══ INPUT DATA

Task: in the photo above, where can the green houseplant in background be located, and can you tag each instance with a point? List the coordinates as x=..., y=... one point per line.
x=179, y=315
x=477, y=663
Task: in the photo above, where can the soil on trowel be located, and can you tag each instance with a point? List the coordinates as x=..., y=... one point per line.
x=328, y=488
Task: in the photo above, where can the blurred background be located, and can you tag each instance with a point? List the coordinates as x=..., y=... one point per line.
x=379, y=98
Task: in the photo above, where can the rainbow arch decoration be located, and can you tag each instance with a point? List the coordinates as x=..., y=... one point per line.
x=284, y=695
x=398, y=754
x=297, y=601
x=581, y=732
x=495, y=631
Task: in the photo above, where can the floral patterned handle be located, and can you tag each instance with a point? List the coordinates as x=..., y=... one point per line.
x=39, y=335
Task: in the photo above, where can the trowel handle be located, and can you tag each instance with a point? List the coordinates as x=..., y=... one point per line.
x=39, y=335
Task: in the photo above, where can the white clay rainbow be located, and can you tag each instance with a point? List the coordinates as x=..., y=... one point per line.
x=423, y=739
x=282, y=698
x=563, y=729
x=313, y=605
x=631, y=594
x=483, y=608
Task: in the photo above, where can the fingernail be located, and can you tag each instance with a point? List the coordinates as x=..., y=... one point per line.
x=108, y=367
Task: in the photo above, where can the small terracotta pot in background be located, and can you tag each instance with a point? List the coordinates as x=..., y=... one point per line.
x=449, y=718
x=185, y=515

════
══ INPUT DATA

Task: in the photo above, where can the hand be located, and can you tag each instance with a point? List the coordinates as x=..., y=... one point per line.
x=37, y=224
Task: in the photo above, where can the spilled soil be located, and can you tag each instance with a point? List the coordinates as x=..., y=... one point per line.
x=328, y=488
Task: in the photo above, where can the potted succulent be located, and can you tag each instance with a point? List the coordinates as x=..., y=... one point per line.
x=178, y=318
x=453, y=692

════
══ INPUT DATA

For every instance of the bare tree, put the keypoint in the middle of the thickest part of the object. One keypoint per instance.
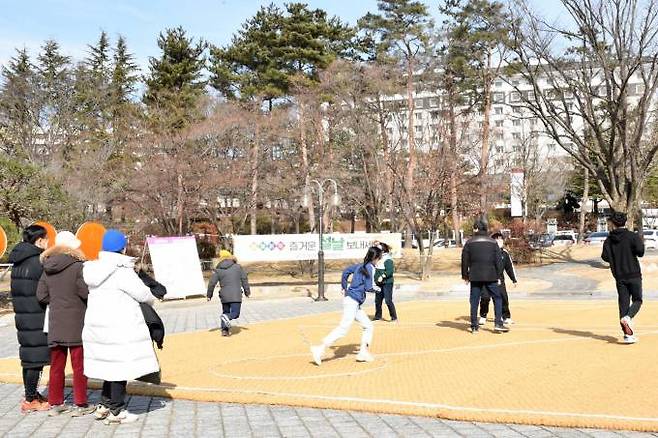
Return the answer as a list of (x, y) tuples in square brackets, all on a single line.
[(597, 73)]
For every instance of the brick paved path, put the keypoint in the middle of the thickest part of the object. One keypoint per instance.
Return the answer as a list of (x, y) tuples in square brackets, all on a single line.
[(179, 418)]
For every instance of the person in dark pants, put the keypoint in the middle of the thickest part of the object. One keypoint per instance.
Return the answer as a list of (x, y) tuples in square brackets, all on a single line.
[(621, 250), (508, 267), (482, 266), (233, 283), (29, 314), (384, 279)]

════

▸ **HOW TO COMPLETE THIS TASK**: In the entries above, find each line with "keypoint" and list it.

▸ **RESULT**:
For every instance of the bare tree, put the keypoint in the middle of the thickest part of the object. One keypoint per instance.
For every instance of the brick paved path, put the keypoint in the middle of the thickest part of the object. One keypoint per instance.
For every instance of the person in dark pants, put the keypoint in the middle of the thickest part of the object. One keypoint per instance.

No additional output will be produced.